*PROBLEM STATEMENT:*
Can you reproduce the material below line for line, leaving out the pictures?

*MATERIAL SHOWN:*

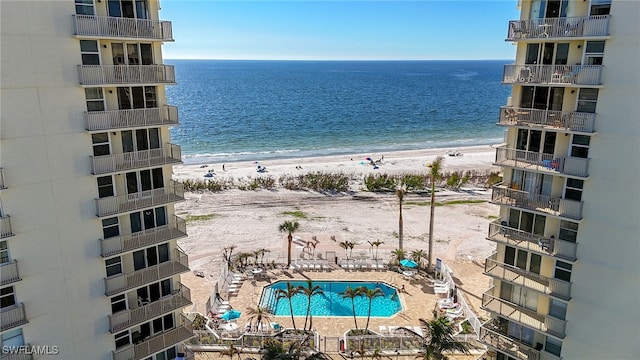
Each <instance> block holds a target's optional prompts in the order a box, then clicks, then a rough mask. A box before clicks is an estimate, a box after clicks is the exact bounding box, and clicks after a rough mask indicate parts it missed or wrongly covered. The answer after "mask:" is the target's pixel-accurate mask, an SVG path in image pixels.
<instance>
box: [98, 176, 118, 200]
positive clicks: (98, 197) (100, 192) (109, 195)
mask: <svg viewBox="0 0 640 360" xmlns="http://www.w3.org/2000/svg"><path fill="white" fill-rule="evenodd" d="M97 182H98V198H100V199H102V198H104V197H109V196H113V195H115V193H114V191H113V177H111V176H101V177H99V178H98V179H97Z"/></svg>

*RESPONSE TO THIS TASK:*
Each <instance> block holds a target's optional prompts in the order a box, then clicks, then a rough mask. A box before clicks is an estimate, a box after clicks is the exact bounding box, and clicks after a rough mask indicate parts it missed or wrongly covered. The answer after "mask:" is the target's pixel-accurate mask, an SVG path in image pixels.
<instance>
box: [98, 176, 118, 200]
positive clicks: (98, 197) (100, 192) (109, 195)
mask: <svg viewBox="0 0 640 360" xmlns="http://www.w3.org/2000/svg"><path fill="white" fill-rule="evenodd" d="M97 182H98V198H100V199H102V198H104V197H109V196H113V195H115V193H114V191H113V177H111V176H101V177H99V178H98V179H97Z"/></svg>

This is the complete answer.